What is expected »
Show every line in the items below that contains the string "texture".

Supplied entries »
________________________

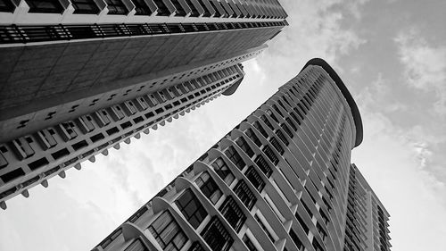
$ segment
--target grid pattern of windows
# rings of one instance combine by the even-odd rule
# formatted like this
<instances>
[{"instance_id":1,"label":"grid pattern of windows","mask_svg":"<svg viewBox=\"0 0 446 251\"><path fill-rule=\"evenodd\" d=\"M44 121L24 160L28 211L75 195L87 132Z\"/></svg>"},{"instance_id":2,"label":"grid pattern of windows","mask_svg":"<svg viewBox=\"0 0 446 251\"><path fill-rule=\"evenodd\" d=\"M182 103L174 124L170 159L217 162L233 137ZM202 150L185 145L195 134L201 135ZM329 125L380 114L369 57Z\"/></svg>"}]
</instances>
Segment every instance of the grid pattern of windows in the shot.
<instances>
[{"instance_id":1,"label":"grid pattern of windows","mask_svg":"<svg viewBox=\"0 0 446 251\"><path fill-rule=\"evenodd\" d=\"M257 248L255 247L254 244L252 243L252 241L251 241L251 239L246 234L244 235L242 240L244 241L244 245L246 245L246 247L248 247L248 250L257 251Z\"/></svg>"},{"instance_id":2,"label":"grid pattern of windows","mask_svg":"<svg viewBox=\"0 0 446 251\"><path fill-rule=\"evenodd\" d=\"M218 216L212 217L209 222L202 232L202 237L212 251L227 251L234 243Z\"/></svg>"},{"instance_id":3,"label":"grid pattern of windows","mask_svg":"<svg viewBox=\"0 0 446 251\"><path fill-rule=\"evenodd\" d=\"M237 185L235 185L235 187L234 188L234 192L244 203L246 208L248 208L249 210L252 209L254 204L257 201L257 198L255 197L252 191L251 191L251 189L248 188L248 185L246 185L246 182L244 182L244 180L240 180L238 181Z\"/></svg>"},{"instance_id":4,"label":"grid pattern of windows","mask_svg":"<svg viewBox=\"0 0 446 251\"><path fill-rule=\"evenodd\" d=\"M257 135L255 135L255 133L252 131L252 130L251 128L246 130L244 131L244 134L246 134L246 136L248 136L248 138L251 138L251 140L252 140L252 142L254 142L254 144L257 146L260 147L261 146L260 139L259 139L259 138L257 138Z\"/></svg>"},{"instance_id":5,"label":"grid pattern of windows","mask_svg":"<svg viewBox=\"0 0 446 251\"><path fill-rule=\"evenodd\" d=\"M229 186L234 180L234 174L221 157L218 157L213 163L212 167L215 172Z\"/></svg>"},{"instance_id":6,"label":"grid pattern of windows","mask_svg":"<svg viewBox=\"0 0 446 251\"><path fill-rule=\"evenodd\" d=\"M235 148L234 146L229 146L226 151L225 155L227 156L228 159L234 163L234 164L238 167L240 170L244 170L244 166L246 165L240 156L240 155L235 151Z\"/></svg>"},{"instance_id":7,"label":"grid pattern of windows","mask_svg":"<svg viewBox=\"0 0 446 251\"><path fill-rule=\"evenodd\" d=\"M246 215L244 215L242 209L240 209L237 203L231 196L227 197L225 202L221 205L219 211L227 222L229 222L229 225L231 225L236 232L239 232L246 221Z\"/></svg>"},{"instance_id":8,"label":"grid pattern of windows","mask_svg":"<svg viewBox=\"0 0 446 251\"><path fill-rule=\"evenodd\" d=\"M242 150L244 150L244 153L246 153L246 155L250 158L252 158L254 155L254 152L252 151L252 149L251 149L251 146L248 145L248 142L246 142L246 140L244 140L243 137L238 138L235 140L235 143L237 144L238 146L240 146L240 148L242 148Z\"/></svg>"},{"instance_id":9,"label":"grid pattern of windows","mask_svg":"<svg viewBox=\"0 0 446 251\"><path fill-rule=\"evenodd\" d=\"M211 175L209 175L207 172L202 173L202 175L195 180L195 183L198 188L200 188L200 190L202 190L202 193L209 198L213 205L215 205L223 195L219 186L217 186L214 180L211 178Z\"/></svg>"},{"instance_id":10,"label":"grid pattern of windows","mask_svg":"<svg viewBox=\"0 0 446 251\"><path fill-rule=\"evenodd\" d=\"M265 155L274 163L274 165L277 165L278 158L277 156L276 156L269 146L265 146L265 147L263 147L263 153L265 153Z\"/></svg>"},{"instance_id":11,"label":"grid pattern of windows","mask_svg":"<svg viewBox=\"0 0 446 251\"><path fill-rule=\"evenodd\" d=\"M188 239L169 211L162 213L148 230L163 250L179 251Z\"/></svg>"},{"instance_id":12,"label":"grid pattern of windows","mask_svg":"<svg viewBox=\"0 0 446 251\"><path fill-rule=\"evenodd\" d=\"M258 155L255 159L254 163L259 166L259 168L265 173L265 175L269 178L273 173L273 170L268 164L267 161L263 158L262 155Z\"/></svg>"},{"instance_id":13,"label":"grid pattern of windows","mask_svg":"<svg viewBox=\"0 0 446 251\"><path fill-rule=\"evenodd\" d=\"M268 121L268 122L269 122L269 121ZM255 129L257 129L257 130L259 130L261 133L261 135L263 135L263 137L265 137L265 138L268 138L267 131L263 129L263 127L260 125L260 123L259 121L255 121L253 123L253 126L255 127Z\"/></svg>"},{"instance_id":14,"label":"grid pattern of windows","mask_svg":"<svg viewBox=\"0 0 446 251\"><path fill-rule=\"evenodd\" d=\"M195 230L208 215L208 213L191 189L186 190L176 204L185 215L186 220Z\"/></svg>"},{"instance_id":15,"label":"grid pattern of windows","mask_svg":"<svg viewBox=\"0 0 446 251\"><path fill-rule=\"evenodd\" d=\"M265 188L265 181L263 181L263 179L261 179L260 175L257 172L257 171L255 171L253 166L250 166L248 168L246 172L244 172L244 176L248 178L251 184L252 184L252 186L254 186L260 193L263 190L263 188Z\"/></svg>"},{"instance_id":16,"label":"grid pattern of windows","mask_svg":"<svg viewBox=\"0 0 446 251\"><path fill-rule=\"evenodd\" d=\"M276 148L276 150L277 150L277 152L279 152L279 154L281 155L284 155L285 150L282 147L282 146L280 146L280 143L278 143L278 141L277 141L277 139L276 139L276 138L271 137L271 138L269 139L269 142L271 143L271 145L273 145L274 148Z\"/></svg>"}]
</instances>

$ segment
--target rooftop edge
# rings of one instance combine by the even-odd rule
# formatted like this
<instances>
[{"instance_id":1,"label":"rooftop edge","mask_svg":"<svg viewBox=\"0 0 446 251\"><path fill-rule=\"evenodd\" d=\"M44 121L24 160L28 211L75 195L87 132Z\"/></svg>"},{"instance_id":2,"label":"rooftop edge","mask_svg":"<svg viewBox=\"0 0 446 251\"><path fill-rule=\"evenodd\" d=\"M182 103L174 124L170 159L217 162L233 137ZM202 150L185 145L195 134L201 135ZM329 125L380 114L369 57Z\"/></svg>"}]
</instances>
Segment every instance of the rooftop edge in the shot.
<instances>
[{"instance_id":1,"label":"rooftop edge","mask_svg":"<svg viewBox=\"0 0 446 251\"><path fill-rule=\"evenodd\" d=\"M338 76L336 71L334 71L334 70L325 60L321 58L310 59L305 64L305 66L302 68L301 71L303 71L310 65L317 65L322 67L322 69L324 69L324 71L326 71L326 73L328 73L328 75L330 76L330 78L332 78L332 79L336 83L337 87L341 90L341 93L347 100L347 103L350 105L350 109L351 110L351 113L353 115L353 121L356 126L356 137L355 137L356 139L354 147L359 146L363 139L362 120L359 113L359 109L358 108L358 105L356 105L356 102L353 99L353 96L351 96L351 94L350 94L349 90L347 89L347 87L343 82L341 78Z\"/></svg>"}]
</instances>

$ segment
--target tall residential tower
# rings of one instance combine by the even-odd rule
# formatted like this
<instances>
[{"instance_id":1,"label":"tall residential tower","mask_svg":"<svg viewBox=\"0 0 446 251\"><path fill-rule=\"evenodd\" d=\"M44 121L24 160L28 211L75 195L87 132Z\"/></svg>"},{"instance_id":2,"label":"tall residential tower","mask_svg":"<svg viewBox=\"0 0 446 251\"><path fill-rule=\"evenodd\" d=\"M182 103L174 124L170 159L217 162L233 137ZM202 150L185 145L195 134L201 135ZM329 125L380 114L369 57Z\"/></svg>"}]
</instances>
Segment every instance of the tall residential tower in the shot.
<instances>
[{"instance_id":1,"label":"tall residential tower","mask_svg":"<svg viewBox=\"0 0 446 251\"><path fill-rule=\"evenodd\" d=\"M277 0L0 0L0 207L235 91Z\"/></svg>"},{"instance_id":2,"label":"tall residential tower","mask_svg":"<svg viewBox=\"0 0 446 251\"><path fill-rule=\"evenodd\" d=\"M388 213L350 163L358 107L334 71L294 79L94 250L389 250Z\"/></svg>"}]
</instances>

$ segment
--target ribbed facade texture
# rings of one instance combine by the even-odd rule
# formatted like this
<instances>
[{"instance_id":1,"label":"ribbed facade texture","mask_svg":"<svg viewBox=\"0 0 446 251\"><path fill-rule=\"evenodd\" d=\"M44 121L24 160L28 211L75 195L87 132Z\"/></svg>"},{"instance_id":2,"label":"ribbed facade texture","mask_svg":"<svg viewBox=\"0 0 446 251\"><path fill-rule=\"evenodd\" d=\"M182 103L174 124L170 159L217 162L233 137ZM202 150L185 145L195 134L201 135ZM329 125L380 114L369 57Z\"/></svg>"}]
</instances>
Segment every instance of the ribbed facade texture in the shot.
<instances>
[{"instance_id":1,"label":"ribbed facade texture","mask_svg":"<svg viewBox=\"0 0 446 251\"><path fill-rule=\"evenodd\" d=\"M388 214L351 167L361 141L351 96L311 60L94 250L388 250Z\"/></svg>"},{"instance_id":2,"label":"ribbed facade texture","mask_svg":"<svg viewBox=\"0 0 446 251\"><path fill-rule=\"evenodd\" d=\"M0 207L233 94L277 0L0 0Z\"/></svg>"},{"instance_id":3,"label":"ribbed facade texture","mask_svg":"<svg viewBox=\"0 0 446 251\"><path fill-rule=\"evenodd\" d=\"M389 251L389 213L355 164L350 168L346 251Z\"/></svg>"}]
</instances>

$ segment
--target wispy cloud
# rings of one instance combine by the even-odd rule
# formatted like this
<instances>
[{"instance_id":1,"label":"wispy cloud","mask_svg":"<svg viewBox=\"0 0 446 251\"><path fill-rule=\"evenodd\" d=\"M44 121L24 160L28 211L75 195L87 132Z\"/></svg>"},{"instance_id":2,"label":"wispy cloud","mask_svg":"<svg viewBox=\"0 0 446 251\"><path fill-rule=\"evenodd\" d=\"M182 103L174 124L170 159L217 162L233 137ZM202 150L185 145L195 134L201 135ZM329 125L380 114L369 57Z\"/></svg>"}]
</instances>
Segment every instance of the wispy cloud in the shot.
<instances>
[{"instance_id":1,"label":"wispy cloud","mask_svg":"<svg viewBox=\"0 0 446 251\"><path fill-rule=\"evenodd\" d=\"M446 46L430 45L414 28L401 32L394 41L405 66L407 83L422 91L435 92L433 111L446 115Z\"/></svg>"}]
</instances>

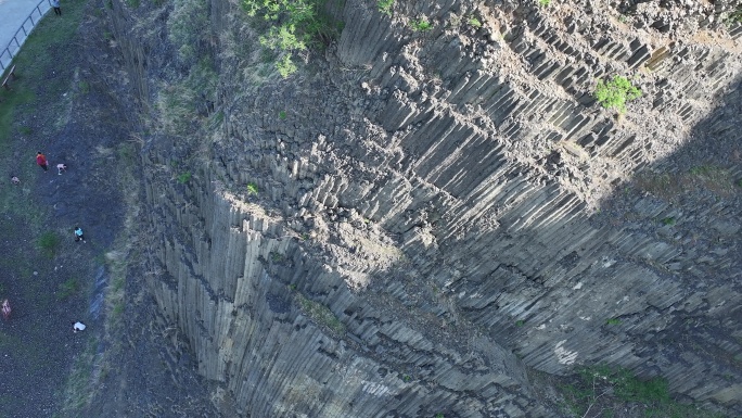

________________________

Correct result »
--target ribbed facade texture
[{"instance_id":1,"label":"ribbed facade texture","mask_svg":"<svg viewBox=\"0 0 446 251\"><path fill-rule=\"evenodd\" d=\"M44 121L24 160L28 211L75 195L87 132Z\"/></svg>"},{"instance_id":2,"label":"ribbed facade texture","mask_svg":"<svg viewBox=\"0 0 446 251\"><path fill-rule=\"evenodd\" d=\"M182 103L174 124L170 159L217 162L233 137ZM202 150L185 145L195 134L201 135ZM329 125L380 114L369 57Z\"/></svg>"}]
Segment every instance of the ribbed facade texture in the shot.
[{"instance_id":1,"label":"ribbed facade texture","mask_svg":"<svg viewBox=\"0 0 446 251\"><path fill-rule=\"evenodd\" d=\"M388 214L351 167L361 141L351 96L311 60L94 250L388 250Z\"/></svg>"},{"instance_id":2,"label":"ribbed facade texture","mask_svg":"<svg viewBox=\"0 0 446 251\"><path fill-rule=\"evenodd\" d=\"M0 207L233 94L277 0L0 0Z\"/></svg>"},{"instance_id":3,"label":"ribbed facade texture","mask_svg":"<svg viewBox=\"0 0 446 251\"><path fill-rule=\"evenodd\" d=\"M389 251L389 213L355 164L350 168L346 251Z\"/></svg>"}]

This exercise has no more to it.